Short exercise 1:
Using the text on the fast pow() alternative, answer these:
(a) For which type was the fast pow approximation rewritten, in place of double?
(b) In the adjustable fast log, what is used to index the lookup table?
(c) How much more accurate was the fast log made when it was adapted to the fast pow core?

Text block:

A fast alternative to the standard C/C++ pow() function. With adjustable accuracy-space tradeoff. (1400 words)
This technique is formed of two ideas: manipulation of IEEE-754 floating-point bits, and precalculation of a lookup table.
First, a fast pow
:
‘A Fast, Compact Approximation of the Exponential Function’
Technical Report IDSIA-07-98;
Nicol N. Schraudolph;
IDSIA,
1998-06-24.
http://users.rsise.anu.edu.au/~nici/bib2html/b2hd-Schraudolph99.html
http://www.idsia.ch/idsiareport/IDSIA-07-98.ps.gz
— was re-written for float
implementation instead of double
(avoiding endian platform dependence of original). It works by inserting the submitted number into the exponent bits of the answer. The fractional-part makes a linear interpolation in the mantissa (simple and fast, but inaccurate). Or it can be used as follows.
Second, an adjustable fast log
:
‘Revisiting a basic function on current CPUs: A fast logarithm implementation
with adjustable accuracy’
Technical Report ICSI TR-07-002;
Oriol Vinyals, Gerald Friedland, Nikki Mirghafori;
ICSI,
2007-06-21.
http://www.icsi.berkeley.edu/cgi-bin/pubs/publication.pl?ID=002209
http://www.icsi.berkeley.edu/pubs/techreports/TR-07-002.pdf
— was adapted to fit the fast pow
core (and modified to be twice as accurate). This uses the mantissa bits to index a lookup table. The table value then replaces the mantissa.

Provided records:
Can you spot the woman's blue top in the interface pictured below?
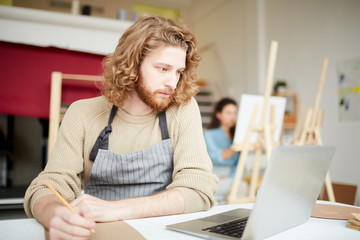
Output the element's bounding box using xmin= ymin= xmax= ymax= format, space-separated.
xmin=204 ymin=127 xmax=240 ymax=175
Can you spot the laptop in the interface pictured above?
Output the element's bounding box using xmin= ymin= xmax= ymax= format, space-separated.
xmin=166 ymin=146 xmax=335 ymax=239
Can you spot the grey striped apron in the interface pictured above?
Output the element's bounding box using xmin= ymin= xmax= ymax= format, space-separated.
xmin=85 ymin=106 xmax=173 ymax=200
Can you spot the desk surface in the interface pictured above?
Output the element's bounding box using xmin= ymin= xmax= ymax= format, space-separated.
xmin=0 ymin=201 xmax=360 ymax=240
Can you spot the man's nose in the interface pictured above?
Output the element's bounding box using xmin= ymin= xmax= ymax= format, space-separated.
xmin=166 ymin=72 xmax=179 ymax=89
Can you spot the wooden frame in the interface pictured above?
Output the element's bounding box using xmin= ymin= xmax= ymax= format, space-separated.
xmin=48 ymin=72 xmax=103 ymax=158
xmin=294 ymin=58 xmax=335 ymax=202
xmin=226 ymin=41 xmax=278 ymax=204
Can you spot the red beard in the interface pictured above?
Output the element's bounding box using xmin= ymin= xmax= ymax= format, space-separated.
xmin=135 ymin=76 xmax=175 ymax=112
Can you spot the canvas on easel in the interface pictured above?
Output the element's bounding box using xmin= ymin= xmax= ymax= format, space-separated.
xmin=226 ymin=41 xmax=286 ymax=204
xmin=294 ymin=58 xmax=335 ymax=202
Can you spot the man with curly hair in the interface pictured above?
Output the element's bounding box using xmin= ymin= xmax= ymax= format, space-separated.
xmin=24 ymin=16 xmax=218 ymax=239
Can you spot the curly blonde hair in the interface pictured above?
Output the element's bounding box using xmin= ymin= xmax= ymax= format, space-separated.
xmin=102 ymin=16 xmax=200 ymax=106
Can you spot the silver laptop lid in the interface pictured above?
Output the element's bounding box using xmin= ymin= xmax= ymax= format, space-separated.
xmin=242 ymin=146 xmax=335 ymax=239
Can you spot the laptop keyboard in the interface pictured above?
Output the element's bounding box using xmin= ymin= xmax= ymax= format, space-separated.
xmin=202 ymin=218 xmax=248 ymax=238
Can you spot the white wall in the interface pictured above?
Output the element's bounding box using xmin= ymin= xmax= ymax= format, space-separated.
xmin=264 ymin=0 xmax=360 ymax=205
xmin=190 ymin=0 xmax=360 ymax=205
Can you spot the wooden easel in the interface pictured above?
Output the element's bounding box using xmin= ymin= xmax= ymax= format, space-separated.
xmin=227 ymin=41 xmax=278 ymax=204
xmin=294 ymin=58 xmax=335 ymax=202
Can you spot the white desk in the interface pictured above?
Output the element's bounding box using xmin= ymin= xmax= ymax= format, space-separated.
xmin=0 ymin=201 xmax=360 ymax=240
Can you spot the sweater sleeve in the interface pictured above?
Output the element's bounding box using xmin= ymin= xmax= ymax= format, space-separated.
xmin=167 ymin=99 xmax=218 ymax=213
xmin=24 ymin=103 xmax=84 ymax=217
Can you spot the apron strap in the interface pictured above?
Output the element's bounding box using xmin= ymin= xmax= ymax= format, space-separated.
xmin=89 ymin=105 xmax=117 ymax=161
xmin=158 ymin=112 xmax=170 ymax=140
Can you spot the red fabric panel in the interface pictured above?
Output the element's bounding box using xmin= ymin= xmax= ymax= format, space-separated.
xmin=0 ymin=41 xmax=104 ymax=119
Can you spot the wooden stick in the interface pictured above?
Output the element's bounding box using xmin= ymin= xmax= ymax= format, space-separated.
xmin=46 ymin=183 xmax=95 ymax=233
xmin=261 ymin=41 xmax=278 ymax=124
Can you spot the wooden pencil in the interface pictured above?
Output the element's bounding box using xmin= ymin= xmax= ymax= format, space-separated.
xmin=46 ymin=183 xmax=95 ymax=233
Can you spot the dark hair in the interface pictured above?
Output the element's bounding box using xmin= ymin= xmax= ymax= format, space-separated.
xmin=207 ymin=97 xmax=237 ymax=138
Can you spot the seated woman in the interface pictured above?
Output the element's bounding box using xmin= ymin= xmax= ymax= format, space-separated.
xmin=204 ymin=98 xmax=239 ymax=179
xmin=204 ymin=98 xmax=243 ymax=203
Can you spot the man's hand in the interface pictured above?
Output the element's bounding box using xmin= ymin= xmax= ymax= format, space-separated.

Short exercise 2: Lay out the rows as a Markdown table with the columns Number and Row line, starting at the line containing "Can you spot the sweater" and ending at the line containing "xmin=24 ymin=103 xmax=84 ymax=217". Leave out blank lines.

Reply 1:
(a) float
(b) The mantissa bits
(c) Twice as accurate

Reply 2:
| Number | Row line |
|---|---|
| 1 | Can you spot the sweater sleeve in the interface pictured above? |
| 2 | Output the element's bounding box using xmin= ymin= xmax= ymax= format, space-separated. |
| 3 | xmin=167 ymin=99 xmax=218 ymax=213 |
| 4 | xmin=24 ymin=103 xmax=84 ymax=217 |